_作業内容_:
A) 抜粋本文で子として名前が挙げられている人物をすべて列挙せよ。
B) 抜粋本文のうち「父は第3代将軍・足利義満であるが」で始まる段落を、主要な事実を保持したまま箇条書きで簡潔にまとめよ。

_抜粋本文_:
第3代将軍・足利義満の子。母は側室藤原慶子で、第4代将軍・足利義持の同母弟。僧侶時代は義円(ぎえん、義圓)、還俗直後は義宣(よしのぶ)と名乗った。父は第3代将軍・足利義満。母は藤原慶子。兄弟に義持義嗣義昭法尊ら多数。子に義勝政知義政義視ほか実子、猶子多数。

生涯[編集]

僧侶・義円として[編集]

父は第3代将軍・足利義満であるが、兄に第4代将軍となる義持、さらに義満に溺愛された義嗣などがいたため、生まれた時点で義教に家督相続、将軍職相続の可能性は皆無であった。このため、嫡子や一部を除いて御家騒動を避けるために出家させて寺に入れるという足利氏歴代の慣習により、義教も応永10年(1403年)に天台宗の寺院である青蓮院に入ることになる。寺に入ってから5年後、出家して義円という法名を与えられた。この間、父の義満は死去し、兄の義持が将軍になっていた。

_データ項目_:
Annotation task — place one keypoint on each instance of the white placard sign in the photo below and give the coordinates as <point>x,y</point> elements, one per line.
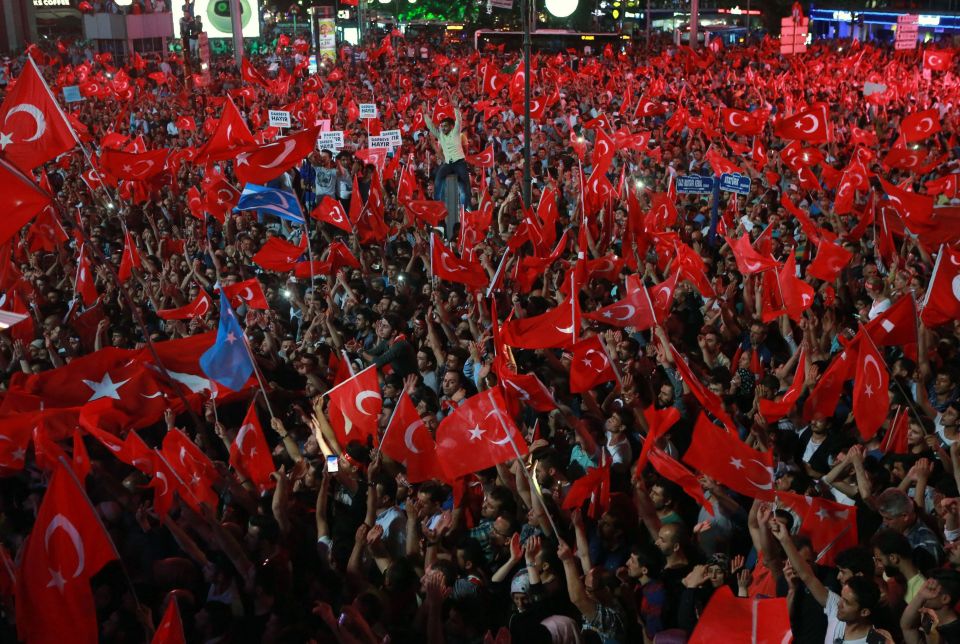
<point>330,140</point>
<point>394,136</point>
<point>279,118</point>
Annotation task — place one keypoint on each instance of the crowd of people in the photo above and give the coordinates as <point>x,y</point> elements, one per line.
<point>341,545</point>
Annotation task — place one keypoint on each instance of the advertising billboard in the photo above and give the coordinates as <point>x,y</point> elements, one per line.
<point>215,16</point>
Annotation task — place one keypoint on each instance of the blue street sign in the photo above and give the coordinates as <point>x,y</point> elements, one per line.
<point>733,182</point>
<point>694,184</point>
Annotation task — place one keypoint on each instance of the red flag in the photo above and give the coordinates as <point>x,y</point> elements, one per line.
<point>34,129</point>
<point>937,60</point>
<point>84,285</point>
<point>260,164</point>
<point>871,393</point>
<point>749,261</point>
<point>920,125</point>
<point>477,435</point>
<point>557,328</point>
<point>23,200</point>
<point>67,546</point>
<point>248,292</point>
<point>590,365</point>
<point>408,442</point>
<point>730,619</point>
<point>722,456</point>
<point>830,260</point>
<point>200,306</point>
<point>170,630</point>
<point>449,267</point>
<point>774,410</point>
<point>810,125</point>
<point>352,417</point>
<point>895,440</point>
<point>250,454</point>
<point>635,310</point>
<point>133,166</point>
<point>941,304</point>
<point>673,470</point>
<point>330,211</point>
<point>130,258</point>
<point>710,401</point>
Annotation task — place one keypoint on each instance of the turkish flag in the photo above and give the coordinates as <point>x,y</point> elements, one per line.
<point>170,630</point>
<point>711,402</point>
<point>557,328</point>
<point>774,410</point>
<point>261,164</point>
<point>23,199</point>
<point>810,125</point>
<point>34,129</point>
<point>231,136</point>
<point>131,165</point>
<point>722,456</point>
<point>871,394</point>
<point>895,440</point>
<point>744,123</point>
<point>278,255</point>
<point>830,260</point>
<point>67,546</point>
<point>451,268</point>
<point>352,417</point>
<point>920,125</point>
<point>635,310</point>
<point>200,306</point>
<point>916,210</point>
<point>430,212</point>
<point>331,211</point>
<point>478,435</point>
<point>250,454</point>
<point>248,292</point>
<point>408,441</point>
<point>937,60</point>
<point>130,258</point>
<point>84,285</point>
<point>659,422</point>
<point>673,470</point>
<point>823,399</point>
<point>749,261</point>
<point>731,619</point>
<point>590,365</point>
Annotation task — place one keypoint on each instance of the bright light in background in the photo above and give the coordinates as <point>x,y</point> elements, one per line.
<point>561,8</point>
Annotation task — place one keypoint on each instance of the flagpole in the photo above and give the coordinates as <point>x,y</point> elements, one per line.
<point>533,488</point>
<point>73,476</point>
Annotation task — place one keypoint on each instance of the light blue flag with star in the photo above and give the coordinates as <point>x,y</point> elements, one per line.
<point>227,362</point>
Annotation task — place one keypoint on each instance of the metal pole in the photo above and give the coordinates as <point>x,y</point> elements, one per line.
<point>237,26</point>
<point>694,19</point>
<point>527,178</point>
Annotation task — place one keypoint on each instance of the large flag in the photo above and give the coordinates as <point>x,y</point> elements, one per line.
<point>722,456</point>
<point>750,620</point>
<point>228,361</point>
<point>67,546</point>
<point>23,200</point>
<point>407,441</point>
<point>33,129</point>
<point>250,454</point>
<point>478,435</point>
<point>281,203</point>
<point>355,406</point>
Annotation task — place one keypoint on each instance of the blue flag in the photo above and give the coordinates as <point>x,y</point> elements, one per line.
<point>227,361</point>
<point>281,203</point>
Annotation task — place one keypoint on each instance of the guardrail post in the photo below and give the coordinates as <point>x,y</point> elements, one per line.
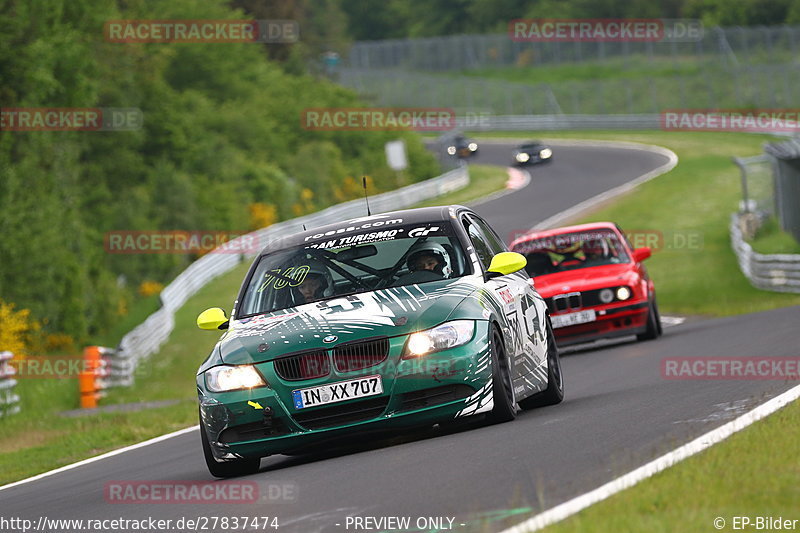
<point>86,378</point>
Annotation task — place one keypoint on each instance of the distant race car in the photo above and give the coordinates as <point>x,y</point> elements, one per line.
<point>594,282</point>
<point>390,321</point>
<point>462,147</point>
<point>532,152</point>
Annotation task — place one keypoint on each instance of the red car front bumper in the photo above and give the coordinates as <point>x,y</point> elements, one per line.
<point>617,321</point>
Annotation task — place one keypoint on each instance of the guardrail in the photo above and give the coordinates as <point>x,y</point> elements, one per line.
<point>772,272</point>
<point>646,121</point>
<point>148,336</point>
<point>9,400</point>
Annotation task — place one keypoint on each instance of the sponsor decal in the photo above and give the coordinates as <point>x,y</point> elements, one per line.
<point>349,229</point>
<point>362,238</point>
<point>421,232</point>
<point>506,295</point>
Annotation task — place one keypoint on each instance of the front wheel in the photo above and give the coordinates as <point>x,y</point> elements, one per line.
<point>505,405</point>
<point>554,393</point>
<point>232,468</point>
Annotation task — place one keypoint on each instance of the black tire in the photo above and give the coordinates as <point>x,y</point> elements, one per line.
<point>505,405</point>
<point>554,393</point>
<point>654,328</point>
<point>232,468</point>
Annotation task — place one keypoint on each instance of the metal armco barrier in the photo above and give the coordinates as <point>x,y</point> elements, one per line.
<point>148,337</point>
<point>773,272</point>
<point>91,382</point>
<point>9,400</point>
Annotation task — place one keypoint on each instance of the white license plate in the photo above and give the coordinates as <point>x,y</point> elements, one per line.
<point>337,392</point>
<point>570,319</point>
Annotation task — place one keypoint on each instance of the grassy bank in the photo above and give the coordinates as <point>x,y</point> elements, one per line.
<point>753,473</point>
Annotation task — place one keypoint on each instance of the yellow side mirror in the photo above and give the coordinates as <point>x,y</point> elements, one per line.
<point>212,318</point>
<point>506,263</point>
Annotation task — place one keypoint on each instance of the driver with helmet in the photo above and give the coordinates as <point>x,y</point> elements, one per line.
<point>426,261</point>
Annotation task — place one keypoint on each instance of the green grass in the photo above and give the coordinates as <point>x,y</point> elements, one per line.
<point>611,69</point>
<point>484,180</point>
<point>39,439</point>
<point>697,196</point>
<point>770,239</point>
<point>752,473</point>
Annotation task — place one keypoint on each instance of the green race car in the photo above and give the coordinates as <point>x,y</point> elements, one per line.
<point>391,321</point>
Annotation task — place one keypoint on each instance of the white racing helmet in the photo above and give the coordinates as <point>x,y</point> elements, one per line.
<point>430,248</point>
<point>316,268</point>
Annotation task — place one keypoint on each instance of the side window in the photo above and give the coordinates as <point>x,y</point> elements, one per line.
<point>482,248</point>
<point>495,243</point>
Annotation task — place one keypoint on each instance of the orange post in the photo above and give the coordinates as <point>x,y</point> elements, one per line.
<point>86,378</point>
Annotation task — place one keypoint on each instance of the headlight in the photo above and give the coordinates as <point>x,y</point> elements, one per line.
<point>606,295</point>
<point>448,335</point>
<point>227,378</point>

_解答一覧_:
A) 義勝、政知、義政、義視

B)
- 父は義満だが、兄に義持や義嗣らがいたため、生まれた時点で家督・将軍職を相続する可能性は皆無だった。
- 嫡子など一部を除き、御家騒動を避けるため出家させて寺に入れるという足利氏歴代の慣習により、応永10年(1403年)に天台宗の青蓮院に入った。
- 入寺から5年後に出家し、法名「義円」を与えられた。
- この間に父の義満は死去し、兄の義持が将軍になっていた。